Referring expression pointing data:
*** Begin section ***
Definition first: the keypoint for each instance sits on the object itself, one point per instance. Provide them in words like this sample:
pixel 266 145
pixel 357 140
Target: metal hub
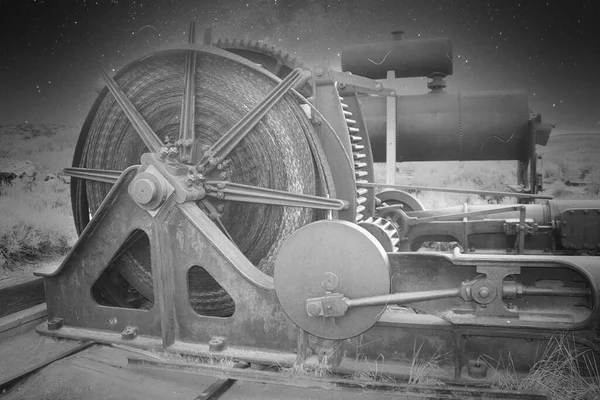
pixel 329 264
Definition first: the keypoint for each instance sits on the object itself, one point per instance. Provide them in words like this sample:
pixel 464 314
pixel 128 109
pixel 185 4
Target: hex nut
pixel 129 333
pixel 55 324
pixel 216 343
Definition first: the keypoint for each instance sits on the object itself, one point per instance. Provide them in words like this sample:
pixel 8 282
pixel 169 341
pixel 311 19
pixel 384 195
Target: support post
pixel 390 158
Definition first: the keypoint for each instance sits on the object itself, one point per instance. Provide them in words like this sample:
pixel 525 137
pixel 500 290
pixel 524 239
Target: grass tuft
pixel 565 371
pixel 36 222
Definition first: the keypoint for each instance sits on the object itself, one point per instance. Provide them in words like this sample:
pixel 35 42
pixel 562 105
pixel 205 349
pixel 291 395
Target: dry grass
pixel 35 216
pixel 36 222
pixel 565 371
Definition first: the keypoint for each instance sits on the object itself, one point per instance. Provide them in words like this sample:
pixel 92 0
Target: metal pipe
pixel 402 298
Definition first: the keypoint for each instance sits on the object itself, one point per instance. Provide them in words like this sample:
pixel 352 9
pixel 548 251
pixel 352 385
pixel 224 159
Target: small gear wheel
pixel 384 231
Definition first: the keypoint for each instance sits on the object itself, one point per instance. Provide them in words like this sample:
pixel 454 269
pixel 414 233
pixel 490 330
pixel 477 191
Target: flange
pixel 337 257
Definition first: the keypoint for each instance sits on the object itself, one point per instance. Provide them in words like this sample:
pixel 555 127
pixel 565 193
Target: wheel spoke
pixel 151 140
pixel 234 136
pixel 98 175
pixel 187 134
pixel 253 194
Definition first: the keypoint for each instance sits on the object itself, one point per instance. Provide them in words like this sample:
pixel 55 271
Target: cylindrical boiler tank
pixel 442 126
pixel 407 58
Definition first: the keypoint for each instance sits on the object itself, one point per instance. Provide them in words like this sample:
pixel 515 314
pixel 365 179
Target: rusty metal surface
pixel 407 58
pixel 580 228
pixel 452 126
pixel 320 250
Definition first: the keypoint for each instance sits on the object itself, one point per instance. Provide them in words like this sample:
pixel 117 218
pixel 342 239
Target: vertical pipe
pixel 390 158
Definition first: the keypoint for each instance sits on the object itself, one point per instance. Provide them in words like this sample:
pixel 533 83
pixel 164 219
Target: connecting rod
pixel 224 190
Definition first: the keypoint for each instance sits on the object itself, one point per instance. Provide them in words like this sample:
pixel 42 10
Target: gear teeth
*** End section ***
The reply must match the records exactly, apart from the pictures, which are left out.

Definition first: the keypoint for each instance sits on the object itself, one point per instance. Provide them in words like this sample:
pixel 266 145
pixel 357 140
Target: metal hub
pixel 329 264
Definition first: the keypoint for each instance sits on the object itself, one point per instance. Provide them in words like this sample:
pixel 464 314
pixel 128 109
pixel 185 4
Target: hex nut
pixel 129 333
pixel 55 324
pixel 216 343
Definition first: the keypoint for each instance sits on the object itself, one point per instance. Provide them in words like this sample:
pixel 8 282
pixel 169 341
pixel 311 19
pixel 384 195
Target: support post
pixel 390 158
Definition first: the keypoint for each instance sits on the object itself, one point per instance. Provide them in words like this sample:
pixel 525 137
pixel 500 290
pixel 524 239
Target: grass tuft
pixel 565 371
pixel 36 222
Definition first: the keypoint for each instance sits on the object itself, one point per instance. Provide them in words like this sample:
pixel 35 42
pixel 562 105
pixel 205 349
pixel 291 395
Target: dry grass
pixel 35 216
pixel 36 222
pixel 565 371
Definition first: the keypoint for each instance sits on the object itself, one point per instance. Provide them in words like this sample:
pixel 92 0
Target: metal pipe
pixel 402 298
Definition first: the keypoint for each instance sits on the object itself, one point per instance. Provide them in words like this sample:
pixel 352 9
pixel 548 251
pixel 352 385
pixel 224 159
Target: small gear wheel
pixel 384 231
Definition first: the keypoint for each instance sits on the object itself, one point per instance. Provide them in words like this sample:
pixel 454 269
pixel 414 233
pixel 490 330
pixel 477 191
Target: flange
pixel 337 257
Definition first: the keypoint for each instance sits on the object itself, one point per instance. Provide them in words like this sample:
pixel 555 127
pixel 565 193
Target: wheel spoke
pixel 151 140
pixel 234 136
pixel 98 175
pixel 187 134
pixel 253 194
Definition first: the keypoint for each instance sits on the object itself, one point per instance. Provide them in words like this sample:
pixel 55 271
Target: cylindrical boiler tank
pixel 442 126
pixel 407 58
Definition first: the keypoint for each instance sits on the object itself, one point per instance. Provide them in words like this sample:
pixel 515 314
pixel 365 179
Target: rusty metal surface
pixel 407 58
pixel 580 228
pixel 452 126
pixel 320 250
Definition first: the keypoint for each instance sits on the object itself, one point per instance. Provide them in words like this sample:
pixel 117 218
pixel 342 239
Target: vertical pipe
pixel 390 158
Definition first: the keypoint for each instance sits on the object itself, one point per instance. Provide them in words like this sample:
pixel 533 83
pixel 164 219
Target: connecting rod
pixel 224 190
Definition first: the keypoint for each instance sits on the object itself, one point per instance. Provide them in words like this sample:
pixel 42 10
Target: gear teeth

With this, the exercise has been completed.